* Work request *
Copy every entry below exactly, and keep out the pictures.

* Input data *
***

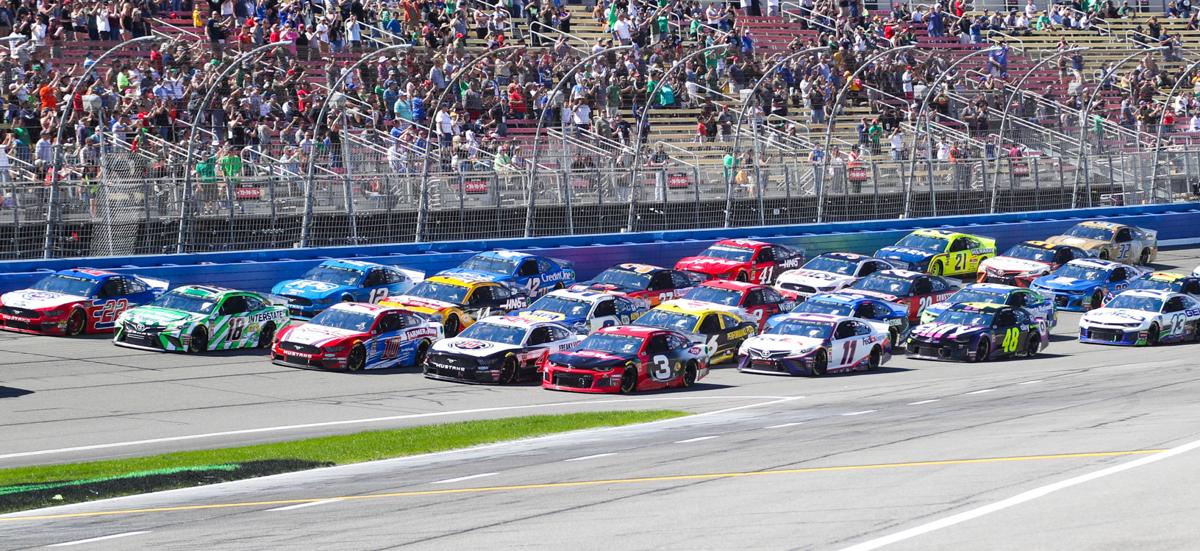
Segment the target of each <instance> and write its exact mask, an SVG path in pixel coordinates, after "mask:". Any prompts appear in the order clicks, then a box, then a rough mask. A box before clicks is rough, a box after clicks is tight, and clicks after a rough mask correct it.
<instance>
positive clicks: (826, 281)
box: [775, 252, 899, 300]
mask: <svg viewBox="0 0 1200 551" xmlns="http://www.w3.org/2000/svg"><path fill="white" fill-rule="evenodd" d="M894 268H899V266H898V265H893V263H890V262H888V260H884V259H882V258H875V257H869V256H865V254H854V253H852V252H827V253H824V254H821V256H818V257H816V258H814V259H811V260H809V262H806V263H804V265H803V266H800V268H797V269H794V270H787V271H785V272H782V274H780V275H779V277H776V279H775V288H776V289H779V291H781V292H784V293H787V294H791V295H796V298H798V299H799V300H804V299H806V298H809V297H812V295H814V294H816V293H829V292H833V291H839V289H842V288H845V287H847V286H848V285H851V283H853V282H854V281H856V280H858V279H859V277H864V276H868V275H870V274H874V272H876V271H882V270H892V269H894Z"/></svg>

***

* Result for this task *
Segment the target of each <instance> and write its exact mask, an SVG path in pixel coordinates, after "mask:". Any prompts appear in the order clicks, then a box, then a rough mask. A box before clicks is rough, a box after clicks is tight, and clicks after a rough mask correct it.
<instance>
positive clicks: (826, 281)
box: [775, 252, 899, 300]
mask: <svg viewBox="0 0 1200 551" xmlns="http://www.w3.org/2000/svg"><path fill="white" fill-rule="evenodd" d="M894 268H899V266H898V265H893V263H890V262H888V260H884V259H882V258H875V257H869V256H865V254H854V253H852V252H827V253H824V254H821V256H818V257H816V258H814V259H811V260H809V262H806V263H804V265H803V266H800V268H797V269H794V270H787V271H785V272H782V274H780V275H779V277H776V279H775V288H776V289H779V291H781V292H784V293H787V294H791V295H796V298H798V299H799V300H804V299H806V298H809V297H812V295H814V294H816V293H829V292H833V291H839V289H842V288H845V287H847V286H848V285H851V283H853V282H854V281H856V280H858V279H859V277H864V276H868V275H870V274H874V272H876V271H882V270H892V269H894Z"/></svg>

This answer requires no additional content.